# Start of Records supplied

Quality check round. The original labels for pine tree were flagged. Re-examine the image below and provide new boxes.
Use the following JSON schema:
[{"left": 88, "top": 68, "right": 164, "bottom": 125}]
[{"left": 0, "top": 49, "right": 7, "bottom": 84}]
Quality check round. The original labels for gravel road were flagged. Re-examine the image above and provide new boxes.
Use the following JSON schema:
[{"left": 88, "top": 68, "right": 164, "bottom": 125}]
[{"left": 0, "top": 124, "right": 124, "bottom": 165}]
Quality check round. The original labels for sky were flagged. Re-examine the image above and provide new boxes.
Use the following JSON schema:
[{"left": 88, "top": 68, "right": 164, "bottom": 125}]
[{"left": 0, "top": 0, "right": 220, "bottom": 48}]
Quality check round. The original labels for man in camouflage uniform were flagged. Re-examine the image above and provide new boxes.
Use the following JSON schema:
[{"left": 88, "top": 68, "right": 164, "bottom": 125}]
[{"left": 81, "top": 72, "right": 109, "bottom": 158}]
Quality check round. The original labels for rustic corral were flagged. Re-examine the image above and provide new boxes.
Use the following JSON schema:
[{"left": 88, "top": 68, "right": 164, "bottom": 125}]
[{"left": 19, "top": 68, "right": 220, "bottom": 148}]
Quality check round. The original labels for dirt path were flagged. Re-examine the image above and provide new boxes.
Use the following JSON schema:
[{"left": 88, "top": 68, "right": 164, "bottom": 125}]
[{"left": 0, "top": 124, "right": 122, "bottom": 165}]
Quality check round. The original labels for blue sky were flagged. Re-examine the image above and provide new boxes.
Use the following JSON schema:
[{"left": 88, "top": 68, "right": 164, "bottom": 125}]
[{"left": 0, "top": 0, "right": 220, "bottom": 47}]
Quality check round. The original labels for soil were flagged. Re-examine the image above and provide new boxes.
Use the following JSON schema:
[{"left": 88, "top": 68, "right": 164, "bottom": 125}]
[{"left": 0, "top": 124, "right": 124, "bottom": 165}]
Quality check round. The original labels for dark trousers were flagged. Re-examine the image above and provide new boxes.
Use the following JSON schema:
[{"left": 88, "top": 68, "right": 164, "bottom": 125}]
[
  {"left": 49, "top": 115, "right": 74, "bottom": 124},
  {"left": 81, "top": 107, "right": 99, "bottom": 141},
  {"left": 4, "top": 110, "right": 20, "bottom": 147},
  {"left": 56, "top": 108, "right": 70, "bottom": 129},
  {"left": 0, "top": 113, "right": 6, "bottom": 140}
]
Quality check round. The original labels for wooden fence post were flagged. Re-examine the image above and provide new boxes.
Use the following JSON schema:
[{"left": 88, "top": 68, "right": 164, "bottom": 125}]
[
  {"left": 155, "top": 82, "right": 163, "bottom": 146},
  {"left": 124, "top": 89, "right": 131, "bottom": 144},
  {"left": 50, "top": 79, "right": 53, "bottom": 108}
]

# End of Records supplied

Task to carry out: Reproduce every entry above word for word, with nothing changed.

Answer:
Quality check round. The original labels for pine tree were flagged. Re-examine the image below and provide new boxes.
Use the following JSON schema:
[{"left": 88, "top": 68, "right": 164, "bottom": 125}]
[{"left": 0, "top": 49, "right": 7, "bottom": 84}]
Quality check round. The original labels for gravel road were flagged. Re-examine the image above and provide new boxes.
Use the following JSON schema:
[{"left": 88, "top": 68, "right": 164, "bottom": 125}]
[{"left": 0, "top": 124, "right": 124, "bottom": 165}]
Quality check round. The original labels for sky were flagged. Re-examine the image above and provide new boxes.
Use the following JSON schema:
[{"left": 88, "top": 68, "right": 164, "bottom": 125}]
[{"left": 0, "top": 0, "right": 220, "bottom": 48}]
Quality check round. The original labels for man in camouflage uniform were flagged. Re-examine the image above and provide new boxes.
Use the following JSON schema:
[{"left": 88, "top": 68, "right": 164, "bottom": 125}]
[{"left": 81, "top": 72, "right": 109, "bottom": 158}]
Quality check round. The original labels for rustic corral were flagged. Re-examine the image above and provide new boxes.
Use the following JSON schema:
[{"left": 88, "top": 68, "right": 164, "bottom": 125}]
[{"left": 19, "top": 68, "right": 220, "bottom": 148}]
Quality check round. The original labels for dirt path were flagged. Re-examine the image above and provide new boxes.
Use the following JSON schema:
[{"left": 88, "top": 68, "right": 164, "bottom": 125}]
[{"left": 0, "top": 124, "right": 122, "bottom": 165}]
Quality check round. The original labels for blue sky were flagged. Re-examine the image above and provide new boxes.
Use the following JSON schema:
[{"left": 88, "top": 68, "right": 164, "bottom": 125}]
[{"left": 0, "top": 0, "right": 220, "bottom": 47}]
Quality check round. The original labels for soil were flagged. Re-examine the image above and provide new boxes.
Use the following JSON schema:
[{"left": 88, "top": 68, "right": 164, "bottom": 125}]
[{"left": 0, "top": 124, "right": 124, "bottom": 165}]
Quality check round. The original labels for dark trousers were flagged. Re-examine the image above and provide new boxes.
Use the following JSON schema:
[{"left": 88, "top": 68, "right": 164, "bottom": 125}]
[
  {"left": 49, "top": 115, "right": 74, "bottom": 124},
  {"left": 81, "top": 107, "right": 99, "bottom": 141},
  {"left": 4, "top": 110, "right": 20, "bottom": 147},
  {"left": 56, "top": 108, "right": 70, "bottom": 129},
  {"left": 0, "top": 113, "right": 6, "bottom": 140}
]
Quality check round. The original labels for wooden fence post were flagged. Re-examine the image above and provide new boxes.
Use the following JSON schema:
[{"left": 88, "top": 68, "right": 164, "bottom": 125}]
[
  {"left": 155, "top": 82, "right": 163, "bottom": 146},
  {"left": 124, "top": 89, "right": 131, "bottom": 144},
  {"left": 50, "top": 79, "right": 53, "bottom": 108}
]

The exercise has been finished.